__Entries from a pointing dataset__.
────────────────

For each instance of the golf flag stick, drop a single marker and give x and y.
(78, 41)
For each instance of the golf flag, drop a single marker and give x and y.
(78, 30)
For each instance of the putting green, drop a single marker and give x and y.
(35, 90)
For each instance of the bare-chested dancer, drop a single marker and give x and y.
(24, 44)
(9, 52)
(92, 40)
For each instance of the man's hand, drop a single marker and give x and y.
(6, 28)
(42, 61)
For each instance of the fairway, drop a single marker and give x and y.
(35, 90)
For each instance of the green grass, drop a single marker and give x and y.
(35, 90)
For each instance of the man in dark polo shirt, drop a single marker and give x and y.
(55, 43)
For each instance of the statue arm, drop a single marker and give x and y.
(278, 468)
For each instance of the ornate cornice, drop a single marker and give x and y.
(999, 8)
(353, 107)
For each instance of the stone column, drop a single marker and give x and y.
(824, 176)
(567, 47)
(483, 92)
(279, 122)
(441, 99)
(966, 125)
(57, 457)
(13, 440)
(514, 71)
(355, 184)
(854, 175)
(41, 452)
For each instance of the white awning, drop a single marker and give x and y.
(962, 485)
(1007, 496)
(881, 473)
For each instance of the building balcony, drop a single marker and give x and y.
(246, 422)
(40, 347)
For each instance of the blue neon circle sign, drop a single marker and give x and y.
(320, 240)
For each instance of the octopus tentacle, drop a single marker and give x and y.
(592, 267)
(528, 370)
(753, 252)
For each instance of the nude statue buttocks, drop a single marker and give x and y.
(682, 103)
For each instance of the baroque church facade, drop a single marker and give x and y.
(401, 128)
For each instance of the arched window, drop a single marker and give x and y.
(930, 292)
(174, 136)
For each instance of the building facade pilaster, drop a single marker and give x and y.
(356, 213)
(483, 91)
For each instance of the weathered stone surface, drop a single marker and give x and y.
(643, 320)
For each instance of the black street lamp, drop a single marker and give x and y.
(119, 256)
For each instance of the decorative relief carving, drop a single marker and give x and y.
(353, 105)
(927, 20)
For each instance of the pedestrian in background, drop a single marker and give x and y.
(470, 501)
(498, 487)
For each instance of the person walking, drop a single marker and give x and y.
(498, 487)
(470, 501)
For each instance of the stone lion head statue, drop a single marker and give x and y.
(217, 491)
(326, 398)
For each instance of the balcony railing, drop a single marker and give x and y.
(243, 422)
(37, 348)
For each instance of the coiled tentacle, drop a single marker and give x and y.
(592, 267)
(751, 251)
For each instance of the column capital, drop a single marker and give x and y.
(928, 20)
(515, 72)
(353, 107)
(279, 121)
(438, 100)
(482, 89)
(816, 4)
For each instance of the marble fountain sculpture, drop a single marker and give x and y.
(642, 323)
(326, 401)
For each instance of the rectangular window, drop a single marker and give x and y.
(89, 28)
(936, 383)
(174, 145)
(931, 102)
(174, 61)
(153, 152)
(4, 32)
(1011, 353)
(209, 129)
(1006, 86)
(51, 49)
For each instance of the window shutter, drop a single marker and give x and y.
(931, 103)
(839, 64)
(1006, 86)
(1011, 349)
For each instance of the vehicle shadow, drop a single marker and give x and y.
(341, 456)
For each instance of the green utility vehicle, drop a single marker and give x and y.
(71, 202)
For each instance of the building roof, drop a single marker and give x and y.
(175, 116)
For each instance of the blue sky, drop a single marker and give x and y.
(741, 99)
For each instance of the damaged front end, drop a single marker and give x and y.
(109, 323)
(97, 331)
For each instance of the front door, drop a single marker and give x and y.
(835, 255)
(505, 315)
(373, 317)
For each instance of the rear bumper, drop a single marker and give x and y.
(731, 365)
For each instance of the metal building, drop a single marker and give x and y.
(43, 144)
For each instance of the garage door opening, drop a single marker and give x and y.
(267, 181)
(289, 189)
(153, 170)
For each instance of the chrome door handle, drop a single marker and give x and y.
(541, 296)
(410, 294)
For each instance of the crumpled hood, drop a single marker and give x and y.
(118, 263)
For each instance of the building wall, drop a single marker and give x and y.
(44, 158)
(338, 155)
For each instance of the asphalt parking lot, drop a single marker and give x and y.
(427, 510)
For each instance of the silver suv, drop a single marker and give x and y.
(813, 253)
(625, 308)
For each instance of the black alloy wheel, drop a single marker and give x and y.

────────────────

__WHAT YOU WILL DO__.
Write out the material from the line containing "For each instance of the silver" through the end, requests included, and increase every coordinate in the answers by 40.

__TASK OUTPUT__.
For each instance of the silver suv, drop a single marker and give x and y.
(853, 293)
(665, 348)
For each instance of the black alloy wheel, drop a single marker and give x and y.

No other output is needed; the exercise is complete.